Dataset records:
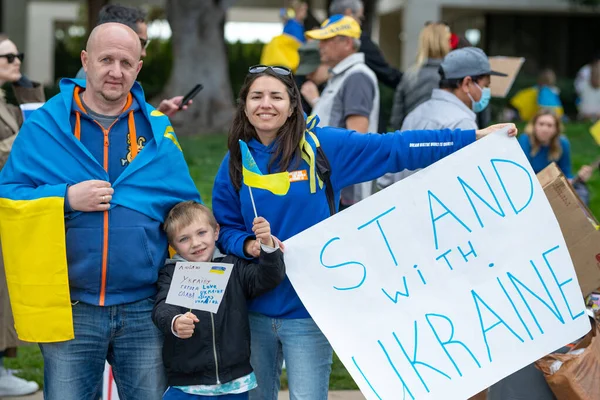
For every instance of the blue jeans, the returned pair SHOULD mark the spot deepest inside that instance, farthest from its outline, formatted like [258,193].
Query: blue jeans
[307,355]
[125,336]
[176,394]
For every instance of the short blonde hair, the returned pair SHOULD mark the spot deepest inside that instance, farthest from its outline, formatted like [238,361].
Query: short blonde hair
[434,42]
[555,151]
[184,214]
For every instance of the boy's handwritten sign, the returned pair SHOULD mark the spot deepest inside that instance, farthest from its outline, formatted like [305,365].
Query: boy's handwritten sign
[445,282]
[199,286]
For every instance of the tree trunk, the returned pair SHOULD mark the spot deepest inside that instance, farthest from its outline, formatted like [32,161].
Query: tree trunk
[199,56]
[94,7]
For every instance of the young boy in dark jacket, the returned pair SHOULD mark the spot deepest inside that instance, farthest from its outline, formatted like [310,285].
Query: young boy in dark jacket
[205,354]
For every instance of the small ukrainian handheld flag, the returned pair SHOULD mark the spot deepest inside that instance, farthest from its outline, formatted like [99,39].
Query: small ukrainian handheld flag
[278,183]
[595,132]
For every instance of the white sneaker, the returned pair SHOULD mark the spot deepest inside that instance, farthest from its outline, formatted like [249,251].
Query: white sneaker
[11,385]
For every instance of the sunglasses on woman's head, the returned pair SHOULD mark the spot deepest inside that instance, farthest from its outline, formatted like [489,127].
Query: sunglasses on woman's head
[144,43]
[257,69]
[10,57]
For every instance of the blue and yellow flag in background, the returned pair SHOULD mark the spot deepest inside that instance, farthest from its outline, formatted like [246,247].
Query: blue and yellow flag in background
[278,183]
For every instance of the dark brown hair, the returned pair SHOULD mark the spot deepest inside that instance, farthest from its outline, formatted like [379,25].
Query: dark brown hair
[288,138]
[184,214]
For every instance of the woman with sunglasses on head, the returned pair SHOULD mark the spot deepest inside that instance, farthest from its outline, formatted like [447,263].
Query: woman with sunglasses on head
[269,118]
[11,120]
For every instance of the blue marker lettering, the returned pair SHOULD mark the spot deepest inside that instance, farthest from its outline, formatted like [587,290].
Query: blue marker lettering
[450,340]
[342,265]
[376,220]
[477,299]
[466,186]
[499,160]
[554,309]
[420,274]
[437,218]
[404,386]
[561,284]
[445,259]
[512,303]
[413,362]
[365,378]
[465,255]
[404,294]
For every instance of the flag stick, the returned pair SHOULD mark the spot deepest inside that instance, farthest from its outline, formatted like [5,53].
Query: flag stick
[253,206]
[252,199]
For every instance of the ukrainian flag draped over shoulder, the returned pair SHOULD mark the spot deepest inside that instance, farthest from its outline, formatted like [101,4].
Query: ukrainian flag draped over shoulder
[45,158]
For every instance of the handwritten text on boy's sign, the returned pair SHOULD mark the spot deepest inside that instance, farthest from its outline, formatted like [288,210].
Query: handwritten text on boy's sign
[444,283]
[199,286]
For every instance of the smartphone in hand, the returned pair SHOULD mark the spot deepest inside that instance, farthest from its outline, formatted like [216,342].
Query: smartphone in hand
[191,94]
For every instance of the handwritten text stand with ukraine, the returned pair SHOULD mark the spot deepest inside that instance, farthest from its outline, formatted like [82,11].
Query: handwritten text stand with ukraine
[199,285]
[444,283]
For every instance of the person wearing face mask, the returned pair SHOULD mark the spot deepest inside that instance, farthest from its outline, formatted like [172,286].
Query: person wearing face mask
[464,91]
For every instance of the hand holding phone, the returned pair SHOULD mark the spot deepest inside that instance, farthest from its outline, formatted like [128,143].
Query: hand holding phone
[190,95]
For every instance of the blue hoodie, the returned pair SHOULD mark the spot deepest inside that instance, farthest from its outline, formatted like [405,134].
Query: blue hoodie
[354,158]
[113,257]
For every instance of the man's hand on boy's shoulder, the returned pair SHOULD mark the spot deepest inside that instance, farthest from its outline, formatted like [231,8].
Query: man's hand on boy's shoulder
[183,325]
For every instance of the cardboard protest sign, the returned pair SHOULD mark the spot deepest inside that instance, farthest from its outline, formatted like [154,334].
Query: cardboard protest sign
[445,282]
[199,286]
[500,85]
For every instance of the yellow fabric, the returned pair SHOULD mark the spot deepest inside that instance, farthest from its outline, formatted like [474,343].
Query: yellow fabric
[35,260]
[308,154]
[169,135]
[278,183]
[335,26]
[525,101]
[595,132]
[282,50]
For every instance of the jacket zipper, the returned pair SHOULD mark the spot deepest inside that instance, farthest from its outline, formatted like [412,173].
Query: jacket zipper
[105,215]
[212,321]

### TASK BRIEF
Copy out the material above with "returned pair" switched to "output pair" wherever it occurs, keeping everything else the same. Leave the pictures out.

### ANSWER FOR THE TASK
For every instance of the blue jeans, the output pair SHOULD mark the spot deepest inside that instance, farthest from its outline, formatted like [258,193].
Query: blue jeans
[307,355]
[125,336]
[176,394]
For every instance of the short blonde hair, the output pair SHOULD mark the spot deepest inside that instance, farthest from its outline, formatted like [238,361].
Query: short blonde hair
[434,42]
[555,151]
[184,214]
For every instance of the boy's handwritten sign, the output pair SHOULD mark the spot deepest inside that instance, farthest from its outline, formatted like [305,365].
Query: boy's handwritten sign
[445,282]
[199,286]
For every instance of the tree trunk, the output pair SHOULD mark the spot deepest inside that instance, farthest from its outline, formatted like [32,161].
Query: tree trunk
[199,56]
[94,7]
For every instance of the young boy in dark jacket, the output pair SHOULD mark the spot deepest inside that instance, farthest from its outline, formatted like [310,285].
Query: young boy in dark jacket
[205,354]
For every instance of the small ukrainian handheld flag, the output pair SHOULD mark the spot deepest inside that instance, farthest from its outline, formatted like [99,39].
Query: small ukrainian handheld flag
[278,183]
[595,132]
For every instance of the white sneaker, the output pair SHOULD mark the spot deepest inside that instance, farthest from its outline, formatted like [249,251].
Query: white sneaker
[11,385]
For every instance of the sunglasses on woman's head, the output pair SHOULD mark the spot deepest inside that instance, farthest from its outline, formatted like [489,127].
Query: sunglasses on woman's head
[144,43]
[257,69]
[10,57]
For every instance of the blue and yellow flag in background, the output pair SHOULD mark the spot deepest inside that instance, farthest from its outline, formatted like [246,247].
Query: blue and yellow flag in background
[278,183]
For every instance of the dark brown hair, the output pair SHOULD mark the spot deepest inside that instance, farthest from its outline, formatted like [379,25].
Query: dark brown hair
[288,138]
[184,214]
For every instance of the woman with sunglasses on head, the output pair SHOULD mark the spot deepest inside that instance, farthest from its outline, formatted like [447,263].
Query: woman with sunglasses on head
[269,118]
[11,120]
For every instance of the blue marker lettering, the output pair SHOULD mark the spot deepest inside that instance, farthest from its outline, formatted like [587,290].
Query: blue marker lettering
[450,340]
[342,265]
[376,220]
[477,299]
[466,186]
[499,160]
[554,309]
[420,274]
[437,218]
[404,386]
[561,284]
[445,259]
[512,303]
[413,362]
[365,378]
[465,255]
[404,294]
For every instance of the flag stick, the output pair SHOULD mark the spot deepest inside that instance, farthest from its outline, formatted like [5,53].
Query: flag stick
[253,206]
[252,199]
For every instance of the ukrainian flag draped over shoulder, the output pair SHOULD mark the spot deepest inside that instance, farthest from its outline, formatted like [101,4].
Query: ukrainian flag draped over shoulder
[45,158]
For every instance of the handwritten text on boy's sign, the output pair SHOULD mark the spot deepest inside that instance, farthest from its outline, formatted like [288,210].
Query: handwritten text on boy's sign
[444,283]
[199,286]
For every instance of the smartphone in hand, the output pair SHOULD mark the spot deepest inside that instance, farthest from its outline, formatted like [216,342].
Query: smartphone in hand
[191,94]
For every instance of the handwritten text stand with ukraine, the output pair SHOULD mark the spot deepest inside that instance, farthest from its outline, formatted like [82,11].
Query: handwritten text stand with ukraine
[199,285]
[444,283]
For every instance of the person wearing face mask, the output pair SHOULD mark the spot deepest inside that instance, farthest from its outline, formatted like [172,286].
Query: person wearing face mask
[464,91]
For every instance of the hand holding phone, the output pair SHOULD mark the spot deepest inside that instance, farthest from its outline, formatted like [128,143].
Query: hand holding phone
[190,95]
For every instance of the blue hoodie, the output pair SHOULD mark the spot deepest inside that instance, farthest from its outline, formatted like [405,134].
Query: blue hoodie
[354,158]
[113,257]
For every instance of the man's hand on boy's shoulder, the output pair SHOULD mark the spot deepest inside that instance, farthest from its outline, formatted like [231,8].
Query: man's hand on boy's shoulder
[183,325]
For every instance of the cardboard protest sign, the output pair SHOULD mark the spot deepest inside that instance, farthest from its outline, formatted like [154,334].
Query: cardboard protest sign
[445,282]
[199,286]
[500,85]
For every instance of the yellow fabric, the output pair SHOULD mark the spot deepest inside that instance, farthest from its outline, formatted like [474,343].
Query: yellow fabric
[35,260]
[308,154]
[169,135]
[278,183]
[335,26]
[525,101]
[595,132]
[282,50]
For every instance of the jacket zipper, the output pair SHOULD mark the spot deepest inside that instance, farthest from its outline, formatted like [412,173].
Query: jacket zipper
[105,215]
[212,321]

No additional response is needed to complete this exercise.